**What you need to do**
Reproduce verbatim the stretch of items below, from the line containing "In the photo above, where can the hanging" through the end of the items.

**Records for this task**
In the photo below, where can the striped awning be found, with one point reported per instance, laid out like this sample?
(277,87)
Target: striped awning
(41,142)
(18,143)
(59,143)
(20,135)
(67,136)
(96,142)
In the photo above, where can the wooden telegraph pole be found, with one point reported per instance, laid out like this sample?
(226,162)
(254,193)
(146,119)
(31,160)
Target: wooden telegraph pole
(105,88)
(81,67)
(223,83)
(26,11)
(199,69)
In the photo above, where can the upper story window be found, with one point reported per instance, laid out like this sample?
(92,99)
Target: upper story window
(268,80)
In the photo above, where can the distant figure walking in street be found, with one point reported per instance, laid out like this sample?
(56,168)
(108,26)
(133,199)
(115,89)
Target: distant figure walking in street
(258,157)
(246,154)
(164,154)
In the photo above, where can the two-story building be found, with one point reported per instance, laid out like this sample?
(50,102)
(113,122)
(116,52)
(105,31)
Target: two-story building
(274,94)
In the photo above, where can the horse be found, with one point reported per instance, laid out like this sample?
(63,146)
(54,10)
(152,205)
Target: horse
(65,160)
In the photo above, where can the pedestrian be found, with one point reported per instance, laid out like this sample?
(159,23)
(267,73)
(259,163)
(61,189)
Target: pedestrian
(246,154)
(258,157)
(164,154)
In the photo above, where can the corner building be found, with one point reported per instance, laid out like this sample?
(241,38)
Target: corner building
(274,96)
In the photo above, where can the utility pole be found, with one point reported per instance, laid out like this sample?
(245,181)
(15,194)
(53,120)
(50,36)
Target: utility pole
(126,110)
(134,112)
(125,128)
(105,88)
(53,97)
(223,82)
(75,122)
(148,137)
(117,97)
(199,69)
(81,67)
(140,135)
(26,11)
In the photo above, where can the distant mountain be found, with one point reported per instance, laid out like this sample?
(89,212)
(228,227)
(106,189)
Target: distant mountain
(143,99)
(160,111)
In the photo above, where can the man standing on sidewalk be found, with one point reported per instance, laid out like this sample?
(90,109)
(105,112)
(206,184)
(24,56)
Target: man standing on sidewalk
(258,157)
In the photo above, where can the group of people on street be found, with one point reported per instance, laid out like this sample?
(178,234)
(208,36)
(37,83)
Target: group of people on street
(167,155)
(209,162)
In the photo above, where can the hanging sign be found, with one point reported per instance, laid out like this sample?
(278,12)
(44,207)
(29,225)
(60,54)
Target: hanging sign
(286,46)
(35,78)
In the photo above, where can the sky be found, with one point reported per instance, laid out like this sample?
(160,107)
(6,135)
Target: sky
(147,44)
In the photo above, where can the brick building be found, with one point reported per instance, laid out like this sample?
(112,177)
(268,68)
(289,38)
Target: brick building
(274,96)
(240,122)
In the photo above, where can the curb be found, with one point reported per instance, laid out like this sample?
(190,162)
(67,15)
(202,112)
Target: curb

**The reply**
In the photo above, where can the hanging sign be found, with one point reported per instance, laid out like this sample?
(278,12)
(44,207)
(29,225)
(60,54)
Target: hanging sign
(286,46)
(35,78)
In the photo above, where can the sky be found, with one point reported per instance, laid out like this sample?
(160,107)
(6,135)
Target: sky
(147,44)
In the photo above, where can the brick building be found, with one point reported per instance, laid out like this sample?
(112,177)
(268,68)
(289,38)
Target: brick building
(274,96)
(240,122)
In the photo above, where can the curb be found, with one point reported per instance, laid out like this sample?
(190,162)
(67,15)
(202,112)
Target: curb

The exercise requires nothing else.